- [CHALLENGE] Reproduce the gardening forum thread below about mites on strawberry plants and tiny flying bugs on indoor plants, word for word and in full.

[START TEXT EXTRACT]

Views: 447, Replies: 10 » Jump to the end
Kansas City, MO (Zone 6a)
Jun 28, 2015 5:15 PM CST
|I have mites killing off my strawberry plants, and if possible, prefer to use a homemade/organic concoction to get rid of them...maybe baking soda? : /|
Also, my indoor plants seem overrun by teeny flying bugs, like aphids or fruit flies...any sure way of getting rid of them?
Jun 28, 2015 6:13 PM CST
|@Havita, welcome to All Things Plants!!|
I would try spraying with water first off... the indoor plants can be held under the shower or sink sprayer, the outdoor plants can be hit with the garden hose.
However, this isn't really my area of expertise -- I'm sure someone more knowledgeable will have more suggestions!

[END TEXT EXTRACT]
[START RAW RECORDS]

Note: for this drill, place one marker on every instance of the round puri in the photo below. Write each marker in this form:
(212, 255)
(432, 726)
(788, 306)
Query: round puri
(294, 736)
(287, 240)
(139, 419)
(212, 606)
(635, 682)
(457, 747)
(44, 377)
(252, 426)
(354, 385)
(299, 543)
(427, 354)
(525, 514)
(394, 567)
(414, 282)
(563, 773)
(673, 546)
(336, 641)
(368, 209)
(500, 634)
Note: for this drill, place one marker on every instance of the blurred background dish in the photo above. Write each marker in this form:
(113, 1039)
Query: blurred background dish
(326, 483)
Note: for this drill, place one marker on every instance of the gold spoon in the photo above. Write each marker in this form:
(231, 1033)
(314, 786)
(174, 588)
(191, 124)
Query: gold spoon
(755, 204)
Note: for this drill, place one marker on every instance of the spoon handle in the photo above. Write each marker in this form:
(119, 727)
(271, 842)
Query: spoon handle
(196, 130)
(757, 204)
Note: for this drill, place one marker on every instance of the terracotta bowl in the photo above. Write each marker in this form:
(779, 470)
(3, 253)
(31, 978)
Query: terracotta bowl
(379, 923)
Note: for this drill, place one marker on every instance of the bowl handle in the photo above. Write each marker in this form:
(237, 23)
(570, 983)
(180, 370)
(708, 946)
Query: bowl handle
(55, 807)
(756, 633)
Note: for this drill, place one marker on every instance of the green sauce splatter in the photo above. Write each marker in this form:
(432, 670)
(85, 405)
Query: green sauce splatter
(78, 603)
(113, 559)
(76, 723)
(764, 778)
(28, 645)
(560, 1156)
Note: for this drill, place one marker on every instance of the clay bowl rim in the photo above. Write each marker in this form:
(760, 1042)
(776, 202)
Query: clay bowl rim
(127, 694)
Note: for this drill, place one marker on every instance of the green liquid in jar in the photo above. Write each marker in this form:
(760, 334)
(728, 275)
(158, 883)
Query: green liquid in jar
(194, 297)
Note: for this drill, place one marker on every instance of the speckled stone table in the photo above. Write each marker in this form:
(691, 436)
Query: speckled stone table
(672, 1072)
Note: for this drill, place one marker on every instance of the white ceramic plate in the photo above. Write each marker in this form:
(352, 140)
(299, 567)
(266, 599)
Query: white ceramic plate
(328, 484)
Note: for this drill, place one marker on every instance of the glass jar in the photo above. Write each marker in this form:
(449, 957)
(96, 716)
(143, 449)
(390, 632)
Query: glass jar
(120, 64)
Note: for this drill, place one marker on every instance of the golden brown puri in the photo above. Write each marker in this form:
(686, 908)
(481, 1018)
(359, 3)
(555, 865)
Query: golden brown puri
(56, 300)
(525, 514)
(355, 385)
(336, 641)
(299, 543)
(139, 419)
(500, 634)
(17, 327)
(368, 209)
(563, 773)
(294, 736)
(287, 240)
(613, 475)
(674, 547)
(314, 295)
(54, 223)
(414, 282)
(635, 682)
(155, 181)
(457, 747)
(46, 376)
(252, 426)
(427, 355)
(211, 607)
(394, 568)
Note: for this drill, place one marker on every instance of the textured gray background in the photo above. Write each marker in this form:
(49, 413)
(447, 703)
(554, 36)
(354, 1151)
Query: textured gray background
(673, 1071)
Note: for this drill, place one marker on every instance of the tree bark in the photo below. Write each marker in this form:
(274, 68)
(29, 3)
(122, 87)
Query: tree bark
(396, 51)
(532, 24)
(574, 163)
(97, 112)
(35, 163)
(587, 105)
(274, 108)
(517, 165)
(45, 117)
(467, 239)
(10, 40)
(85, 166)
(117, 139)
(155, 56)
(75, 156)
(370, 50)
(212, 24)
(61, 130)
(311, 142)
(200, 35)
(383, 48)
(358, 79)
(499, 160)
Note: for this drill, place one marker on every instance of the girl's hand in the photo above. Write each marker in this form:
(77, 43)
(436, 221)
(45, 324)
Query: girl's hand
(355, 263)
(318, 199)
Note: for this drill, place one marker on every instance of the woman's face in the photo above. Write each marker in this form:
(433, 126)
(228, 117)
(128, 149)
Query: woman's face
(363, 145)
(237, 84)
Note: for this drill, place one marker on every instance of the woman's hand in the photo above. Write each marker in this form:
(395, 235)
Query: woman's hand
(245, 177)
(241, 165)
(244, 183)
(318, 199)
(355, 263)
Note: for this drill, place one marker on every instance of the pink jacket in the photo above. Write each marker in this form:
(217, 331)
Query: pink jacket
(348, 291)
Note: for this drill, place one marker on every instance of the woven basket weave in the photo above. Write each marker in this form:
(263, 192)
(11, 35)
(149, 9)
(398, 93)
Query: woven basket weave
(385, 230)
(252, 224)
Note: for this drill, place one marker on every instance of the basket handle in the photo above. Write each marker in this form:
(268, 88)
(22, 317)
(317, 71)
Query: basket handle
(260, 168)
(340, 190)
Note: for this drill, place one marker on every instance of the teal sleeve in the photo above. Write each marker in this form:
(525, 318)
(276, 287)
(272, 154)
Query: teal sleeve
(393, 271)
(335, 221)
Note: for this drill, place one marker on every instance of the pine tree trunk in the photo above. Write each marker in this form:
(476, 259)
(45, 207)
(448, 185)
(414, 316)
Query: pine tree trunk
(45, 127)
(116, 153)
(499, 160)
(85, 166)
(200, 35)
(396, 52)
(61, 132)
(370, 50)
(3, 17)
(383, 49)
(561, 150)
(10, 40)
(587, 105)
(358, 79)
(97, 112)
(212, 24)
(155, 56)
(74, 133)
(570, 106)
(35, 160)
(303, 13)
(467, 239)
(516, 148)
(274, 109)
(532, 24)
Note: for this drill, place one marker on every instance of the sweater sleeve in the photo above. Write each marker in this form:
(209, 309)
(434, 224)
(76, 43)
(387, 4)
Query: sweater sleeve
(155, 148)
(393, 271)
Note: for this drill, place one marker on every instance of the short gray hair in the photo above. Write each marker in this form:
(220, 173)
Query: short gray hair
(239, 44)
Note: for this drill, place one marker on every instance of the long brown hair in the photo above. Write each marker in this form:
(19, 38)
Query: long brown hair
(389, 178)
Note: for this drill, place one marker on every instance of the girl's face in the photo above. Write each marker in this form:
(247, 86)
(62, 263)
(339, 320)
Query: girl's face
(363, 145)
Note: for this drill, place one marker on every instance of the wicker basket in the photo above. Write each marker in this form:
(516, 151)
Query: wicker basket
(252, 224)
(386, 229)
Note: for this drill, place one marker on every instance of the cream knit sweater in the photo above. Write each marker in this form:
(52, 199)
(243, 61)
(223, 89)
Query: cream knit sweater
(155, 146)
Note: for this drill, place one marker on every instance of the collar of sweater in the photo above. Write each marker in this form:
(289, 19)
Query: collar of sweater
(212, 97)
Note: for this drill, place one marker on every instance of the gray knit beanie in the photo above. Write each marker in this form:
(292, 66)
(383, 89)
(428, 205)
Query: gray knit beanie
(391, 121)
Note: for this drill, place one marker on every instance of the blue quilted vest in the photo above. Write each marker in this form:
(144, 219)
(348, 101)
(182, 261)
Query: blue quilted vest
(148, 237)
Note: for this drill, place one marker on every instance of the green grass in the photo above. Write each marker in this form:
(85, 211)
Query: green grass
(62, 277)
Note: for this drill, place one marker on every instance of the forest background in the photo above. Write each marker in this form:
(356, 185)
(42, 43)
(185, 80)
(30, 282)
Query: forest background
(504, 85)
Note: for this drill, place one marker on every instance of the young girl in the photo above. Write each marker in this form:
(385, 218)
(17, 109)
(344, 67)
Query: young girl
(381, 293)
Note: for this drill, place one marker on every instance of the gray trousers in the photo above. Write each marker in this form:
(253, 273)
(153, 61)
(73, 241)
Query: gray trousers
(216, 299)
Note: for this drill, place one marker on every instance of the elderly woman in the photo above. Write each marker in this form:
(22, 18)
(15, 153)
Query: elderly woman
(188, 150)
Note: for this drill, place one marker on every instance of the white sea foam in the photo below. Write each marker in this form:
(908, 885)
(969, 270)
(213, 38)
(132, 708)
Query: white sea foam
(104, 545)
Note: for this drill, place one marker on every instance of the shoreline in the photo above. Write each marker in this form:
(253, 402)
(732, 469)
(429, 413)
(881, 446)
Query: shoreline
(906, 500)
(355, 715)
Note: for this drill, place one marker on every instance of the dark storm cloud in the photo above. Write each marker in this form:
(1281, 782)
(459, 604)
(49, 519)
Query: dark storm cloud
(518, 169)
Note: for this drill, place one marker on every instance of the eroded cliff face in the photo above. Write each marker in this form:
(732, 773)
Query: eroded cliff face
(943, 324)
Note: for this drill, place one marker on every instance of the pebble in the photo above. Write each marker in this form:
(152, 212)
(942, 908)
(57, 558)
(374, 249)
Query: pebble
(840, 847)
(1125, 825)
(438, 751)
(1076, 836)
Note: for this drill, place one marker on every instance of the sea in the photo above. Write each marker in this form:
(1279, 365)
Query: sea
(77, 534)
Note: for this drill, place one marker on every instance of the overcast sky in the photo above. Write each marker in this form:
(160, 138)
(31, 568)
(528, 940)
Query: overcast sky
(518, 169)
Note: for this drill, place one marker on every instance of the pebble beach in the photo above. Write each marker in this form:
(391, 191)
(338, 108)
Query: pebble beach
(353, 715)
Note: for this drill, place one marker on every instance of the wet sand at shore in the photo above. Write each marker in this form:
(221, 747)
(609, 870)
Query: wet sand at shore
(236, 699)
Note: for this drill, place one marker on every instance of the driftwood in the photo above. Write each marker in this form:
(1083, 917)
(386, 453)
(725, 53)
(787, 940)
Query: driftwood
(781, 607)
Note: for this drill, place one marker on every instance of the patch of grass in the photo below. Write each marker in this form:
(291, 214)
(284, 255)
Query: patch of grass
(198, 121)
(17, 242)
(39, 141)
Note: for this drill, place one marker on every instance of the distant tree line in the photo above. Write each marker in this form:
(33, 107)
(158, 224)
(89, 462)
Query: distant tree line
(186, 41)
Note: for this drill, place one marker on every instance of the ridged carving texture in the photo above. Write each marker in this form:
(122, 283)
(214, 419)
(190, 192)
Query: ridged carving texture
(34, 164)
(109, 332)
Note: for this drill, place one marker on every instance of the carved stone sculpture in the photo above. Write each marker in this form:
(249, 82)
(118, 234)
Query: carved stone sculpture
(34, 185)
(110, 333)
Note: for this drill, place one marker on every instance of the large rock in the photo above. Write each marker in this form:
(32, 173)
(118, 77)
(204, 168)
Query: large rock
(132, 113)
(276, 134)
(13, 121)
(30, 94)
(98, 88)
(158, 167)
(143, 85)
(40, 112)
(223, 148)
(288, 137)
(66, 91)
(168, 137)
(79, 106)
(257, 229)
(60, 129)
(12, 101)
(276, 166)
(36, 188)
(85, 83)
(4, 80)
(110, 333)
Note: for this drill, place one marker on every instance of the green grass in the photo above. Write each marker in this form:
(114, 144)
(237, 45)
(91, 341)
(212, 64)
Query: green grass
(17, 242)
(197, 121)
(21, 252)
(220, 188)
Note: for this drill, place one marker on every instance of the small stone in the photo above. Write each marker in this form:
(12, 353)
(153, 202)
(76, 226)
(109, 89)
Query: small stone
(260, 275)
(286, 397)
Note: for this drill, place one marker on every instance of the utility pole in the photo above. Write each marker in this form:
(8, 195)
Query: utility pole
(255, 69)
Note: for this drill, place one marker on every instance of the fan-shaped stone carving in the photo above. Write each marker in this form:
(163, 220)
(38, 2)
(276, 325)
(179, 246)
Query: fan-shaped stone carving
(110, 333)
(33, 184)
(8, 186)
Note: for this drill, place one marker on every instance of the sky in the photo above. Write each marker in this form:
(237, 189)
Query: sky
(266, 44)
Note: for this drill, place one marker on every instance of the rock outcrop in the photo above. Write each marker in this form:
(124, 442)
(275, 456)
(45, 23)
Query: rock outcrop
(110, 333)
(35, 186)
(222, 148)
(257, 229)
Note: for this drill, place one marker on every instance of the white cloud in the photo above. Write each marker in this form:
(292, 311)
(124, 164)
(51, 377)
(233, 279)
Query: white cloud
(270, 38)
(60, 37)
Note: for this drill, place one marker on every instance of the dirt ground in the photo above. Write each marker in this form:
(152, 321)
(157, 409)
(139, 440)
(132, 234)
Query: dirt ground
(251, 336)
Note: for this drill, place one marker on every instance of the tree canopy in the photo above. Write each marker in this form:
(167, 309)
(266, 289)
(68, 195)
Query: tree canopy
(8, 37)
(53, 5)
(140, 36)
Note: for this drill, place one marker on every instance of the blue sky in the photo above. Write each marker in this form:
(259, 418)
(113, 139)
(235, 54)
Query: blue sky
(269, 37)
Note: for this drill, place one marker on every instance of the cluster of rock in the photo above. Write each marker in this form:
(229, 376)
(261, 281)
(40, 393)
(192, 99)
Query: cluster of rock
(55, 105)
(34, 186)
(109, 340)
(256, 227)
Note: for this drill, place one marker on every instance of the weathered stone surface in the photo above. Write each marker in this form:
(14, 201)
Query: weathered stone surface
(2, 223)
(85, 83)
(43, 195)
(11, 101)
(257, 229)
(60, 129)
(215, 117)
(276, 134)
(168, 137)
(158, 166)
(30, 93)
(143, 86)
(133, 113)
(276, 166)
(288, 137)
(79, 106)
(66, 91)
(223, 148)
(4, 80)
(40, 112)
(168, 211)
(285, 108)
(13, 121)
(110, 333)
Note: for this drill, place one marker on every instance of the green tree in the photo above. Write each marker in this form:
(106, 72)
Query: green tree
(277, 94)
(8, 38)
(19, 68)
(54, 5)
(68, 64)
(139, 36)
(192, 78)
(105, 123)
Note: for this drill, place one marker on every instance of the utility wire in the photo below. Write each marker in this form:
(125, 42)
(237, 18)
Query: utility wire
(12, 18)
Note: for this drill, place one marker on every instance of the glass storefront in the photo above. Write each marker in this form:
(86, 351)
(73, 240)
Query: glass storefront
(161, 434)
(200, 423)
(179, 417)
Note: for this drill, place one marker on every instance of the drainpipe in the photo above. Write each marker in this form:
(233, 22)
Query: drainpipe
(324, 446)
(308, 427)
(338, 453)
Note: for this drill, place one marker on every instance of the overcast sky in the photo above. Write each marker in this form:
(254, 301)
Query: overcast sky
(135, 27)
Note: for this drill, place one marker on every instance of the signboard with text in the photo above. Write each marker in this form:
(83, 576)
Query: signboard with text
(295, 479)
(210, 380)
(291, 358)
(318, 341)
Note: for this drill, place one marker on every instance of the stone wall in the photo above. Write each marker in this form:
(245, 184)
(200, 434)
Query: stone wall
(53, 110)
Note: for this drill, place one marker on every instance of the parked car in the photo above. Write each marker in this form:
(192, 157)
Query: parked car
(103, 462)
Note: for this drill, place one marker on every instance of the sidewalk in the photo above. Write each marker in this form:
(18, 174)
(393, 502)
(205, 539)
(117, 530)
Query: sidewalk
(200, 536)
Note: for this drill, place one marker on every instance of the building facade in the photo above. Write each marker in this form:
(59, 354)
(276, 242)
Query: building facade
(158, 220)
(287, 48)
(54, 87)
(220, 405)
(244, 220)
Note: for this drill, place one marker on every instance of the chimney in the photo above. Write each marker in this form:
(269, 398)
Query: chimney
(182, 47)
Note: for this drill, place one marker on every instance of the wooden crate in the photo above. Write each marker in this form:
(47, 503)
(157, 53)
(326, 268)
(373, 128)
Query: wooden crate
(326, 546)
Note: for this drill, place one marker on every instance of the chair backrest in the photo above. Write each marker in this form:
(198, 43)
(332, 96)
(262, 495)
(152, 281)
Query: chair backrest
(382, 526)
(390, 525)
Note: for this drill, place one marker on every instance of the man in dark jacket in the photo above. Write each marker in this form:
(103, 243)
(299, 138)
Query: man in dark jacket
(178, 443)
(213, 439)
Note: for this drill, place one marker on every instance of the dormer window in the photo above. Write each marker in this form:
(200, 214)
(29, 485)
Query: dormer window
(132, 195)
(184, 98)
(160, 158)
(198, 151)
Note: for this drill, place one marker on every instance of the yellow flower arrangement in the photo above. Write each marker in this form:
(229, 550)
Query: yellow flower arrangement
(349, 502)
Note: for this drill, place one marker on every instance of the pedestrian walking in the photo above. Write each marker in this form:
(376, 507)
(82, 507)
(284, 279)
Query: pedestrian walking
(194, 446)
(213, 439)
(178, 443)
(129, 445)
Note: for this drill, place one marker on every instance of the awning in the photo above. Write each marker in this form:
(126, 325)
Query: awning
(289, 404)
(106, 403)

[END RAW RECORDS]

- [OUTPUT FOR THIS TASK]
Views: 447, Replies: 10 » Jump to the end
Kansas City, MO (Zone 6a)
Jun 28, 2015 5:15 PM CST
|I have mites killing off my strawberry plants, and if possible, prefer to use a homemade/organic concoction to get rid of them...maybe baking soda? : /|
Also, my indoor plants seem overrun by teeny flying bugs, like aphids or fruit flies...any sure way of getting rid of them?
Jun 28, 2015 6:13 PM CST
|@Havita, welcome to All Things Plants!!|
I would try spraying with water first off... the indoor plants can be held under the shower or sink sprayer, the outdoor plants can be hit with the garden hose.
However, this isn't really my area of expertise -- I'm sure someone more knowledgeable will have more suggestions!